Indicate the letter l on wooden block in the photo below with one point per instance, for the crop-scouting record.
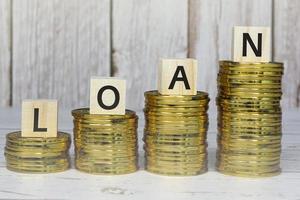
(251, 44)
(177, 77)
(39, 118)
(107, 96)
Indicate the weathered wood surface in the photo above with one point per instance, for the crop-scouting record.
(143, 32)
(58, 45)
(73, 184)
(53, 47)
(5, 52)
(287, 47)
(210, 33)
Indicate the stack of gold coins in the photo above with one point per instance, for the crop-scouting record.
(175, 133)
(37, 155)
(105, 144)
(249, 118)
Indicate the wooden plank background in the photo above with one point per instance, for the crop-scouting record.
(50, 48)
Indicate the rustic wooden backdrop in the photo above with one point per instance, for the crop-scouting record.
(50, 48)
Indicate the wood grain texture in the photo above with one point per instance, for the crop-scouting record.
(58, 45)
(142, 185)
(144, 32)
(287, 48)
(210, 33)
(5, 52)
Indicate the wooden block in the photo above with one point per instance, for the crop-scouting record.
(177, 77)
(107, 96)
(39, 118)
(251, 44)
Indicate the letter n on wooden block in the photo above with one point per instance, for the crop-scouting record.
(107, 96)
(39, 118)
(177, 77)
(251, 44)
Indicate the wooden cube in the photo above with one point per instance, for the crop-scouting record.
(177, 77)
(107, 96)
(39, 118)
(251, 44)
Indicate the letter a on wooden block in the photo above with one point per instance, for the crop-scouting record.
(107, 96)
(39, 118)
(177, 77)
(251, 44)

:::::

### HOW TO COMPLETE THIS TASK:
Pictures are to be left out; repeat all the remaining data exactly.

### TASK OUTPUT:
Indicate the letter l on wooden block in the photo below with one point per instance, for the crop-scouting record.
(251, 44)
(177, 77)
(39, 118)
(107, 96)
Indicate the weathered wood surface in the photo above with one point per instance, for the crop-scouting record.
(143, 32)
(58, 45)
(73, 184)
(53, 47)
(5, 52)
(287, 47)
(210, 33)
Indicate the stack of gold coins in the photo above with one point per instance, for the crop-scouting record.
(175, 133)
(37, 155)
(105, 144)
(249, 118)
Indicate the wooden plank background in the photo above with one point per instance, for the crop-scouting record.
(50, 48)
Indicate the rustic wooden backdrop in the photo above with one point per instance, for the crop-scouting record.
(50, 48)
Indicate the wood grain texture in the photo above with one point per instance, for the crop-scouting record.
(58, 45)
(142, 185)
(144, 32)
(287, 48)
(210, 33)
(5, 52)
Indicate the wooden block in the photo above with one point per instance, for the crop-scouting record.
(177, 77)
(107, 96)
(39, 118)
(251, 44)
Indicate the letter n on wooden block in the photo above with one point per instance, for the crop-scouting record.
(107, 96)
(39, 118)
(177, 77)
(251, 44)
Indicate the wooden cube in the photo above with one point per instance, for the crop-scouting record.
(177, 77)
(107, 96)
(39, 118)
(251, 44)
Indicate the letter a on wooden block in the photo above with one point per instance, for the crop-scouting record.
(107, 96)
(39, 118)
(177, 77)
(251, 44)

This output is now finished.